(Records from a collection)
------------------------------------------------------------

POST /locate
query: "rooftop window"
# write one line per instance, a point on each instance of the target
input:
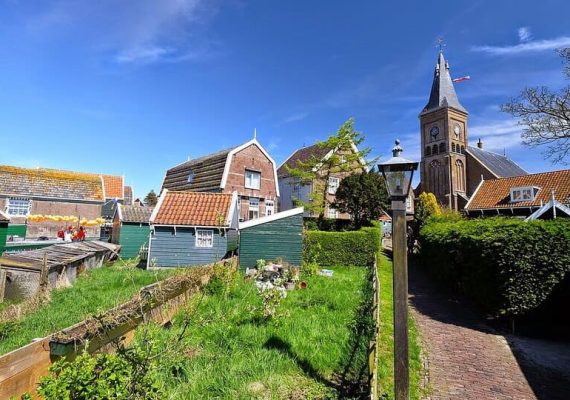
(524, 193)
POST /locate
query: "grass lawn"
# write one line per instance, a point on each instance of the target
(94, 291)
(309, 350)
(386, 341)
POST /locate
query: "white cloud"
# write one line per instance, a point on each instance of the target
(295, 117)
(524, 34)
(497, 135)
(133, 31)
(526, 47)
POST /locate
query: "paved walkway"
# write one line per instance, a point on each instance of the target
(467, 360)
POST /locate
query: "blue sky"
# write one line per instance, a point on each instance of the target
(134, 87)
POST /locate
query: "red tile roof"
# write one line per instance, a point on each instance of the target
(193, 209)
(113, 186)
(495, 193)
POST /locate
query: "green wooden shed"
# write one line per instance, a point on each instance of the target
(4, 220)
(276, 236)
(131, 228)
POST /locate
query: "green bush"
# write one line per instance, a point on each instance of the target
(342, 248)
(507, 265)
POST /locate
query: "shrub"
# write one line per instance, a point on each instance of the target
(342, 248)
(507, 265)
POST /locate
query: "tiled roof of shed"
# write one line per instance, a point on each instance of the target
(495, 193)
(135, 213)
(4, 217)
(304, 154)
(50, 183)
(205, 172)
(501, 166)
(113, 186)
(194, 209)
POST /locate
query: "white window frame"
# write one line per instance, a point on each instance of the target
(252, 179)
(523, 193)
(332, 213)
(269, 207)
(22, 209)
(204, 238)
(334, 183)
(253, 209)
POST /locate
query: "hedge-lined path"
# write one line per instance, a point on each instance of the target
(466, 359)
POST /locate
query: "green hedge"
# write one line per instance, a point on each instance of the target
(342, 248)
(507, 265)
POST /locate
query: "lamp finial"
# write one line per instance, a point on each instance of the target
(397, 150)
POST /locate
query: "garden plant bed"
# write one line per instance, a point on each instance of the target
(310, 349)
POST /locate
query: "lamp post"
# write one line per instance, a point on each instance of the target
(398, 173)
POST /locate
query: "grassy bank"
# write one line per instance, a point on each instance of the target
(228, 351)
(386, 342)
(94, 291)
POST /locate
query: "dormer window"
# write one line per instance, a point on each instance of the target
(252, 179)
(524, 193)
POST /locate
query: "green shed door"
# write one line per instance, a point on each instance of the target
(132, 237)
(279, 238)
(3, 234)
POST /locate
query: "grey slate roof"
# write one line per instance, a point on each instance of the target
(206, 174)
(136, 214)
(50, 183)
(500, 165)
(442, 91)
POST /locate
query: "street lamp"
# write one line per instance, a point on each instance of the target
(398, 173)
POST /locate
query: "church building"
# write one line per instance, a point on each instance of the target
(450, 168)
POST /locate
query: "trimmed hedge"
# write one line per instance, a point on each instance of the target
(342, 248)
(507, 265)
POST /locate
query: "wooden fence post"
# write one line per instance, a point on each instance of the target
(2, 284)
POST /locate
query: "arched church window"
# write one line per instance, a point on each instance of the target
(460, 174)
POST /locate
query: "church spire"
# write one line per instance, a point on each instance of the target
(442, 90)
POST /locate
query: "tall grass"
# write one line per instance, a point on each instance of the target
(228, 351)
(94, 291)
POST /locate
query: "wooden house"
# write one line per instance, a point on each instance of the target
(292, 189)
(247, 170)
(275, 236)
(131, 229)
(4, 220)
(520, 196)
(189, 228)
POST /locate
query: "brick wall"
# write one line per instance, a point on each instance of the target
(252, 158)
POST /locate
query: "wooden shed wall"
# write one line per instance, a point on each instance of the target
(3, 234)
(132, 237)
(177, 250)
(280, 238)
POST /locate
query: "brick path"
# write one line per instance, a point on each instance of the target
(465, 358)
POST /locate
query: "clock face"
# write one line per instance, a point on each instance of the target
(434, 132)
(457, 130)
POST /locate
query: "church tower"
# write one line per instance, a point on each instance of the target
(443, 127)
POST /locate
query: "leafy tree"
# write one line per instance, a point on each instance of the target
(546, 116)
(363, 196)
(151, 199)
(316, 171)
(426, 206)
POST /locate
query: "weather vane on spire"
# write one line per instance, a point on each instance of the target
(440, 43)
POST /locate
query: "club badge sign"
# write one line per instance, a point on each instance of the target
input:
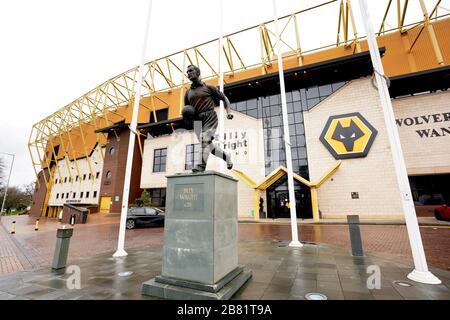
(348, 136)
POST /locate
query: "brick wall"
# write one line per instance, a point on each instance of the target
(425, 155)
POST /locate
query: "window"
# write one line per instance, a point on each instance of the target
(430, 189)
(157, 197)
(159, 160)
(193, 156)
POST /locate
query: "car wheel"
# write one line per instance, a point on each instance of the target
(437, 215)
(131, 224)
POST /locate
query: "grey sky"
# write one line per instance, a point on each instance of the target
(55, 51)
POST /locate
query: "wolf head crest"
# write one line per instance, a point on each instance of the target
(347, 135)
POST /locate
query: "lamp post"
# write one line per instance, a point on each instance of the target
(7, 182)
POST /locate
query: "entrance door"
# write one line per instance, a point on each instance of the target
(105, 204)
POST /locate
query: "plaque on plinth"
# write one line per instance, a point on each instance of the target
(200, 251)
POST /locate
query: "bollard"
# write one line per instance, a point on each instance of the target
(355, 235)
(63, 236)
(13, 227)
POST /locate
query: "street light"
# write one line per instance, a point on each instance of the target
(7, 183)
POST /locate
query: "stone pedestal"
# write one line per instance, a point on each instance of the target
(200, 253)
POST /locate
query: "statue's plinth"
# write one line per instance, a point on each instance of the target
(200, 253)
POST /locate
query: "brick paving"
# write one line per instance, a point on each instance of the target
(100, 236)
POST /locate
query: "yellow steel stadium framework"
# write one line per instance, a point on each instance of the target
(69, 133)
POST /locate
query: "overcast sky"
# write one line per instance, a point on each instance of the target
(54, 51)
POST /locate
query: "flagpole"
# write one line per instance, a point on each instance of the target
(126, 185)
(420, 272)
(287, 143)
(221, 87)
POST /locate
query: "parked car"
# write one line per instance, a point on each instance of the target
(442, 212)
(145, 216)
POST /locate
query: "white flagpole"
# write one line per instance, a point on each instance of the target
(126, 185)
(221, 107)
(420, 272)
(287, 143)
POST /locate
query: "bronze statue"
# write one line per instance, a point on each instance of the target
(200, 100)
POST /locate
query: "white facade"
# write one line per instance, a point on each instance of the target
(243, 137)
(82, 190)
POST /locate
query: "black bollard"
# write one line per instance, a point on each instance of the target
(13, 227)
(63, 236)
(355, 235)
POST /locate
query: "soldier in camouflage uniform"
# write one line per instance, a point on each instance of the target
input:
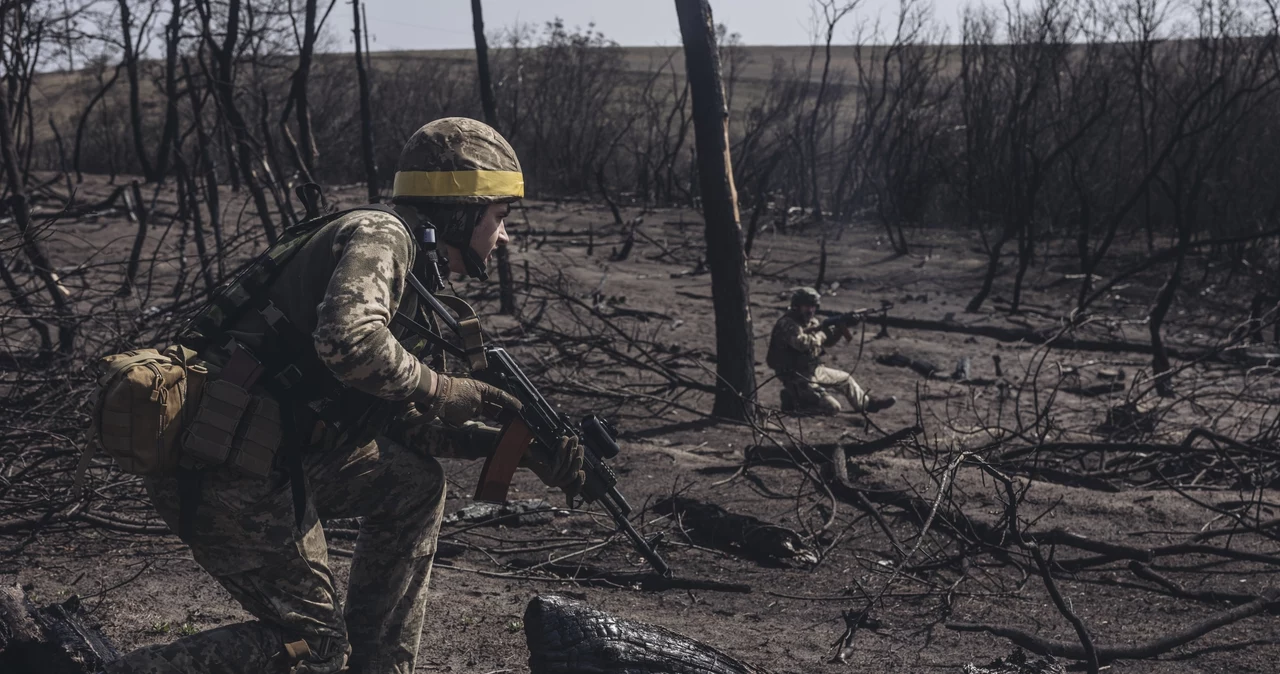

------------------------------------------------------------

* _Exercise aim_: Return each line of the records above that contains the string "spire", copying the lines as they appear.

* _Reply to the exercise_:
query: "church spire"
query: "weather vane on spire"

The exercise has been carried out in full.